Short problem: According to the notes on text and language in art below, who coined the term "conceptual artist," and in what work?

Given passage:
☆ ☆ ☆

Project 3: Place in Art

Research point: Notes on the Tate website’s “artist rooms” article about text and language in art. [accessed 30/03/17]

History: first use of text in art

Early 20th century

  • Text in art reflected the emerging avant-garde movements of the time.
  • Culturally, this period coincided with increased presence of printed work, increased sophistication in marketing/advertising.
  • Words, letters and symbols used in art by Francis Picabia (The Fig Leaf 1933), Kurt Schwitters (Mz. 299 1922), Marcel Duchamp (Fountain 1917).
    • All these artists associated with Dada movement: rejected traditional art materials, processes and subjects by appropriating found objects, called readymades.
    • Duchamp used his pseudonym “R. Mutt” on Fountain 1917; this was a provocative statement about the (changing) role of the artist and the object
    • For Duchamp, the artist is someone who rethinks the world and reconstructs meaning through language.
      • This thinking paved the way for the emergence of conceptual art as a genre.
  • Sol LeWitt coined the term “conceptual artist” in Paragraphs on Conceptual Art 1967.
  • Other key players in the emergence of conceptual art: Joseph Kosuth, Art & Language, Hamish Fulton, Richard Long

Text and language in conceptual art

  • Use of text, language in art became a way for artists to challenge idea that art = physical object
  • By late 60s/early 70s, conceptual art was established as an art movement/category.
    • Conceptual art marks shift from art as physical object to art as intellectual concept.
      • Duchamp described this as “dematerialization of the art object.”
  • Ed Ruscha, Lawrence Weiner were particularly concerned with language.
    • Weiner’s “statements/sculptures” (“Roughly ripped apart”) were typically vinyl lettering applied directly to exhibition surface, however they could be experienced in several forms: writ large on a gallery wall, spoken as a dialogue in video, printed in a book, tattooed on the skin.
      • He used language and words to focus on interaction between artwork and “receiver.”
      • Statements suggest physical action, instructions to be enacted, manipulation of matter.
      • Weiner wanted to offer universal(?), objective(?) experience in which reader can “execute” work through imagination.
      • Personal response: Arguably, we’re always completing a work of contemporary art in our imaginations: it’s simply not obvious enough to do otherwise. Without having experienced his work first-hand, I’m struggling to understand what made Weiner different from a poet here. What exactly differentiates his statement “sculptures” (this label feels pretentious to me) from a poet’s verses, other than the gallery context? Don’t all texts seek to somehow engage the imagined reader/target audience? Can’t any text be tattooed on the skin or printed in a book? Feeling resistance/skepticism…
    • Ruscha was a conceptual artist who drew heavily from popular culture.
      • Saw words as graphic signs, abstract shapes
      • His texts (dirty baby) are not instructive but provide humorous reflection on American pop culture, slang, conventions, excesses.

☆ ☆ ☆

[Shape annotation records]
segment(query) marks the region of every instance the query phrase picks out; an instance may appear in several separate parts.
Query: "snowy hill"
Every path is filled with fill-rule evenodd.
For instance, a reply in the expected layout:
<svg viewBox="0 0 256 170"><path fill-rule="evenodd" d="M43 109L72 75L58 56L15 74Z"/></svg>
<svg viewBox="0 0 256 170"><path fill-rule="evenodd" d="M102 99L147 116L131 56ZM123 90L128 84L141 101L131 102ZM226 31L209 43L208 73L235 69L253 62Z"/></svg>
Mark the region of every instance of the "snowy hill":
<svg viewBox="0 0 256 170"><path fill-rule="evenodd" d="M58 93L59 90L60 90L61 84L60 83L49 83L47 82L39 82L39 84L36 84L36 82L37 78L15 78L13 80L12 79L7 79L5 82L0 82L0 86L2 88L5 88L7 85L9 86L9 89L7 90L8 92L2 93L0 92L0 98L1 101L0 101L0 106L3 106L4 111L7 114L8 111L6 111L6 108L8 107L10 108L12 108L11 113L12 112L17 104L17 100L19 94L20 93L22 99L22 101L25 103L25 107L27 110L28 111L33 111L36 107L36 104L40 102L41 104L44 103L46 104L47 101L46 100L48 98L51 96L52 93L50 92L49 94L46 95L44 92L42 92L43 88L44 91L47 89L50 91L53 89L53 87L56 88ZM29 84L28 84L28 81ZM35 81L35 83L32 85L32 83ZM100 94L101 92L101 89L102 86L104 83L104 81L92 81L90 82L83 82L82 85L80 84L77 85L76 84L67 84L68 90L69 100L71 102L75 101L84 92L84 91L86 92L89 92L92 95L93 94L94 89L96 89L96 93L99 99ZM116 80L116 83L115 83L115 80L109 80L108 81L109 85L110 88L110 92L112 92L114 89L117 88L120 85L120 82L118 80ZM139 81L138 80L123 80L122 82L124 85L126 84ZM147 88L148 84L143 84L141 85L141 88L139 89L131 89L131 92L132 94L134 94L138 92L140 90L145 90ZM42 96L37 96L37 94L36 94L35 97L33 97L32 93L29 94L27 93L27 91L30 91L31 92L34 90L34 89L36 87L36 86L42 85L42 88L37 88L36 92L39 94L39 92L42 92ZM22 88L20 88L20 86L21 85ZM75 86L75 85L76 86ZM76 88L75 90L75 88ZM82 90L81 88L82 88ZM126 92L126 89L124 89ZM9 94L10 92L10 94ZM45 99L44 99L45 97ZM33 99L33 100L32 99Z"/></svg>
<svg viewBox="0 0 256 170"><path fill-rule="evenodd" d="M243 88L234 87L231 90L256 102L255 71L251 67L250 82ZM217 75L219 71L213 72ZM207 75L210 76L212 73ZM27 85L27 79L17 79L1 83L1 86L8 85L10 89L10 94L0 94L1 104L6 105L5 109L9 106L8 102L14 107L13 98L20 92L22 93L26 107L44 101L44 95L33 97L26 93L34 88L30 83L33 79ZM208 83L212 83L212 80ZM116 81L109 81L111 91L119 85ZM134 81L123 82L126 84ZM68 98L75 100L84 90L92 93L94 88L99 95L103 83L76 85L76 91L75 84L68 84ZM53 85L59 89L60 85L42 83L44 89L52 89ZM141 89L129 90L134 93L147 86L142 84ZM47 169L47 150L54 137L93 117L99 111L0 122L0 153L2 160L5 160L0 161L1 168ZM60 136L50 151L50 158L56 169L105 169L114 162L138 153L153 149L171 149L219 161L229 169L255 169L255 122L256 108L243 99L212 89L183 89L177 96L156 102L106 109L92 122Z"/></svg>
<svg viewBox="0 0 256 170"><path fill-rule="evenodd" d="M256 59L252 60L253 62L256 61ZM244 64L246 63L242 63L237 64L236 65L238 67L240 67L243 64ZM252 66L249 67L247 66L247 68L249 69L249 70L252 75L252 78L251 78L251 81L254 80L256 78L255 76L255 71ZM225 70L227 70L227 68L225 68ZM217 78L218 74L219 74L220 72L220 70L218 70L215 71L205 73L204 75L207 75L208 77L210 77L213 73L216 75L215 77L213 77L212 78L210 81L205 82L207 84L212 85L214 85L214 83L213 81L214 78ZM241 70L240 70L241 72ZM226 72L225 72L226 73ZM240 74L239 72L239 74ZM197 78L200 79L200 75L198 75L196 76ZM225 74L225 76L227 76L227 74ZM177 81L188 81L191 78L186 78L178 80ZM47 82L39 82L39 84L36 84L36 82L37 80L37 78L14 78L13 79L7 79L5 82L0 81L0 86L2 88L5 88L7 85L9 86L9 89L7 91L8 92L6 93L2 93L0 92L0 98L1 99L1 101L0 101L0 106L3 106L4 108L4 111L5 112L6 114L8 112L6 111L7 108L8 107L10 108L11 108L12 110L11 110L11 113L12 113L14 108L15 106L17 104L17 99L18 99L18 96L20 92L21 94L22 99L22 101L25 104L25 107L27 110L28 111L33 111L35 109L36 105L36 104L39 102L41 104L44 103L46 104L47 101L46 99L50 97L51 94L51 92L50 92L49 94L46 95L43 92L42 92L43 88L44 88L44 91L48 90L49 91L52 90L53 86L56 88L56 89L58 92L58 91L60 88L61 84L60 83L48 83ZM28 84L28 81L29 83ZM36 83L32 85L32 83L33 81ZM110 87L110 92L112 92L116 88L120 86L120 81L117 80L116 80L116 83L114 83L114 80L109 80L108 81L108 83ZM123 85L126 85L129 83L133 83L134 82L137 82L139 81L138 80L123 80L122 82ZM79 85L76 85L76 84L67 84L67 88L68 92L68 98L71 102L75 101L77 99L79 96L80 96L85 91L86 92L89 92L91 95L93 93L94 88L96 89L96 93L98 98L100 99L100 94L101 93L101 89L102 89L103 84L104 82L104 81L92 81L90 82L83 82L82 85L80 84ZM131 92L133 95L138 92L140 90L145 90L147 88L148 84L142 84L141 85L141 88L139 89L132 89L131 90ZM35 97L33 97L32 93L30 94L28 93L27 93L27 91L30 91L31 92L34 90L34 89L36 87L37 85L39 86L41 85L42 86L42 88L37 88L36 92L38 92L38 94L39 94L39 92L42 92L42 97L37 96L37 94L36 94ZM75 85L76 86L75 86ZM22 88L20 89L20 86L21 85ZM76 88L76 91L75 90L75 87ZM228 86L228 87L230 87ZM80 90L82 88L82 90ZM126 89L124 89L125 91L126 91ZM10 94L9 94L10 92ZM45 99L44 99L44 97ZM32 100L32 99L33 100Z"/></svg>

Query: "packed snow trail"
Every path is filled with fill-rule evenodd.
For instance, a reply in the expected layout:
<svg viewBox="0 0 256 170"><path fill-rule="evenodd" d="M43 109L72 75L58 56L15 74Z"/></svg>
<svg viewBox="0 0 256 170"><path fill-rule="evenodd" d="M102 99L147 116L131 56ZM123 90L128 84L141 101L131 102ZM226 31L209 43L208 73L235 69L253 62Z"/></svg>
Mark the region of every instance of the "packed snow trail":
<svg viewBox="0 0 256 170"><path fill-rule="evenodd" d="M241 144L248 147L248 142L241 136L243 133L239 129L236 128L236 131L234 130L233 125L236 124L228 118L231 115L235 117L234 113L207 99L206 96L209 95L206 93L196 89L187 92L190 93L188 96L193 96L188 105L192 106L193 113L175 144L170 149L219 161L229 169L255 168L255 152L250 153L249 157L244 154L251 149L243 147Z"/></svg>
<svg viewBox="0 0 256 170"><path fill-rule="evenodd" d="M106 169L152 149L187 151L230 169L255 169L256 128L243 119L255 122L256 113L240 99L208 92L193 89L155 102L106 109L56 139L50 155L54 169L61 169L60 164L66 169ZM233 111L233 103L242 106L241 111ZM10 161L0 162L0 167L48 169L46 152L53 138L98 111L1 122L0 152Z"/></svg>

☆ ☆ ☆

Expected answer: Sol LeWitt coined it in Paragraphs on Conceptual Art 1967.